Latihan 1: Sebutkan semua hal yang menurut teks tentang kepedulian dalam cerita anak di bawah ini tersimpan dalam cerita sederhana tentang Bobby.
Latihan 2: Dalam teks tentang kepedulian dalam cerita anak di bawah ini, apa yang tidak mampu dibayar Anggi?
Latihan 3: Teruskan tulisan dari titik terakhirnya pada teks tentang kepedulian dalam cerita anak di bawah ini.

Teks:
-------
Dan apa yang dilakukan Bobby sesampainya di rumah? Ia segera berlari menuju dapur untuk mengambil makanan buat penarik becak. Dan tidak itu saja, ia juga meminta uang kepada Ibunya untuk diberikan kepada bapak itu. Sebuah cerita sederhana yang menyimpan banyak hal: kearifan, kepedulian sosial, religiusitas, dan keberpihakan pada orang-orang yang dilemahkan secara politik, ekonomi dan sosial (kaum mustadh’afîn dalam terminologi Al-Quran).


Kepedulian serupa juga dapat ditemui dalam cerpen berjudul “Anggi” karya Nabila Astari. Kepedulian dan kekompakan teman-temannya terlihat saat Anggi tak mampu membayar uang perpisahan kelas. Spontanitas anak-anak terlihat begitu mengetahui Anggi tak dapat membayar. Mereka kompak membantu: mereka ingin berbagi keceriaan kepada temannya yang tak mampu. Telah tumbuh pada diri mereka sebuah nilai hidup penting bahwa kebahagiaan dan keceriaan dalam dunia anak-anak adalah hak yang harus pula bisa dinikmati oleh teman-temannya.
-------
[Catatan data]
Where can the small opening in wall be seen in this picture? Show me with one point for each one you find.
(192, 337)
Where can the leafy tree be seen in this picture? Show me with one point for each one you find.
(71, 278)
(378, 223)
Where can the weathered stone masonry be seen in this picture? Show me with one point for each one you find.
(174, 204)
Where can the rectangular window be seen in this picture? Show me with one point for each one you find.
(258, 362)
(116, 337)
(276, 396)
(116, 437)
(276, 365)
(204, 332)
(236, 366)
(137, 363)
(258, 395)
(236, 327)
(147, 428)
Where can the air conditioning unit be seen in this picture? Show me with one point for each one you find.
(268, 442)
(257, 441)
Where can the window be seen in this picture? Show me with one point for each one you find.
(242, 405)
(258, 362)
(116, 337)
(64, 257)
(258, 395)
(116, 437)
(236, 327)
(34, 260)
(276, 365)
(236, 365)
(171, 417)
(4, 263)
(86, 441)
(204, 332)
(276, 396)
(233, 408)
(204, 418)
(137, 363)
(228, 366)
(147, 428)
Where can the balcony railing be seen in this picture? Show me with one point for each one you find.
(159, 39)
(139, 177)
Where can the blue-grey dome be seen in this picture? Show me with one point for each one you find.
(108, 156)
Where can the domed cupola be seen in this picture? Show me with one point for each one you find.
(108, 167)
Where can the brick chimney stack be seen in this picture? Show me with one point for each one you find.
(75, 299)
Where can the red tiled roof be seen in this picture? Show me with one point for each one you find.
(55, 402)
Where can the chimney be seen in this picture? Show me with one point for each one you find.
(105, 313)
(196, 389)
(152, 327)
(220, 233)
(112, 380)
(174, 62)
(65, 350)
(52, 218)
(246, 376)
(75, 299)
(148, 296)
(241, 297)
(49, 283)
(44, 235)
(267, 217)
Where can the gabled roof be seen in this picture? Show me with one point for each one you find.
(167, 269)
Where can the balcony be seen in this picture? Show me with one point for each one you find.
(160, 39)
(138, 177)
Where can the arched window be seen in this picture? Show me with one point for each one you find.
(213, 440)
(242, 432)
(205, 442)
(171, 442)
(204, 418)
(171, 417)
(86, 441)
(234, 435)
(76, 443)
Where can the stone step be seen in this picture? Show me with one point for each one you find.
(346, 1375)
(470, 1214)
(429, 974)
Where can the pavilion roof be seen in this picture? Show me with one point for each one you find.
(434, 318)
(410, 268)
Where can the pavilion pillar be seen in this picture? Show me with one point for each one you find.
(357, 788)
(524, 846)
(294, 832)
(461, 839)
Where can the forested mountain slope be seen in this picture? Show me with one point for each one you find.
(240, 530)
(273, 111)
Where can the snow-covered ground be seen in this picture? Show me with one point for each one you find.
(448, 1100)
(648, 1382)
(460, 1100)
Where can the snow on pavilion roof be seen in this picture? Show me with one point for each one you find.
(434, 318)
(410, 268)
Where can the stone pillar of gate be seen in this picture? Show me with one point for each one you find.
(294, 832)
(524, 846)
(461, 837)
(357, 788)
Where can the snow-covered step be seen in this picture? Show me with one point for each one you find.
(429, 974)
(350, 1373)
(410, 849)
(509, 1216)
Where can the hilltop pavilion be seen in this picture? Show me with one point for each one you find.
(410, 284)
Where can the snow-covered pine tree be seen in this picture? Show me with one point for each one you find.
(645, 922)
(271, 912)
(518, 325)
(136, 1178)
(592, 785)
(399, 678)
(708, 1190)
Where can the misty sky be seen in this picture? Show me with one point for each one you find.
-------
Jawaban 1: kearifan, kepedulian sosial, religiusitas, keberpihakan pada orang-orang yang dilemahkan secara politik, ekonomi dan sosial

Jawaban 2: Uang perpisahan kelas.

Jawaban 3:
Cerita pendek lain--“Arti Sebuah Kepercayaan” (Andanti Ayunda Rachman), “Pesan Sebuah Perpisahan” (Syifa Alsakina), “Sang Perusak Tanaman Teman” (Landhyta S.R.P), dan “Sebuah Pot Titipan Seorang Anak” (Andira Hardjodipuro), juga mengusung nilai-nilai kepercayaan, kejujuran, solidaritas, dan persaudaraan.


Selamat menikmati sebongkah kejujuran dan kepolosan dari nalar dan nurani anak-anak: jernih tanpa topeng buatan. Intriguing dan inspiring, membuat resah sekaligus menggugah! Selamat membaca.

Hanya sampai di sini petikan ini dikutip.